In summary, existing research exhibited two core deficiencies in asset pricing modeling: deep learning models prioritized predictive accuracy at the cost of black-box risks, and Bayesian networks encountered performance bottlenecks in dynamic multivariate interactions. Addressing these issues, this study innovates in hierarchical modeling and methodological fusion by designing a pricing framework that integrates a causal masking mechanism. The core objective emphasizes utilizing attention-guided structural dependencies to enhance the capture of transmission paths between market sentiment and fundamentals, rather than inferring formal causal effects. This integration improves predictive performance empirically and establishes a logical foundation for the intelligent advancement of high-frequency quantitative trading strategies.

────────────────

SET PROBLEM 1: In the asset pricing passage, what mechanism does the proposed pricing framework integrate?
SET PROBLEM 2: Extend the asset pricing passage with a short paragraph that picks up after its final sentence.
None of the data is needed here.

────────────────

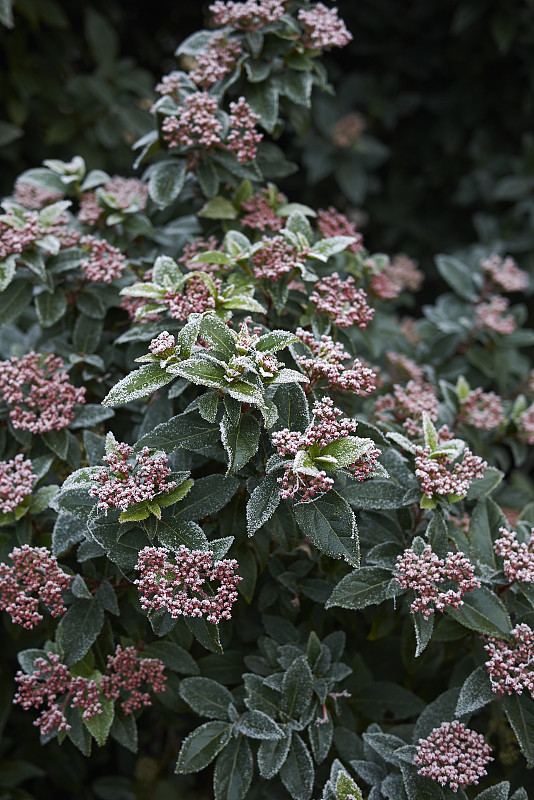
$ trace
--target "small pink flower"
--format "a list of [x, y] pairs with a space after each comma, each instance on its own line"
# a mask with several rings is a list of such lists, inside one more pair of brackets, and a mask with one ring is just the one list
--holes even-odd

────────────────

EXPECTED OUTPUT 1: A causal masking mechanism.

EXPECTED OUTPUT 2:
Methods of applying bayesian networks to financial asset pricing

Overall framework design of the financial asset pricing model

The Trans-EFOBN framework establishes a pricing system that balances predictive performance with logical transparency by integrating a causally masked Transformer with a hierarchical DBN (Fig 2). This framework operates through three synergistic modules: (1) the Transformer module extracts temporal features using a “causal masking” mechanism to ensure strict adherence to temporal unidirectionality; (2) the hierarchical DBN constructor builds structured paths reflecting probabilistic dependencies based on attention weights; (3) the joint optimization module updates feature representations and network parameters simultaneously via an end-to-end differentiable framework. Rather than inferring formal econometric causal effects, this architecture represents the transmission logic of macro shocks to micro stock prices through probabilistic dependency chains. Consequently, the proposed model provides a more interpretable pricing benchmark than pure black-box models within complex high-frequency environments.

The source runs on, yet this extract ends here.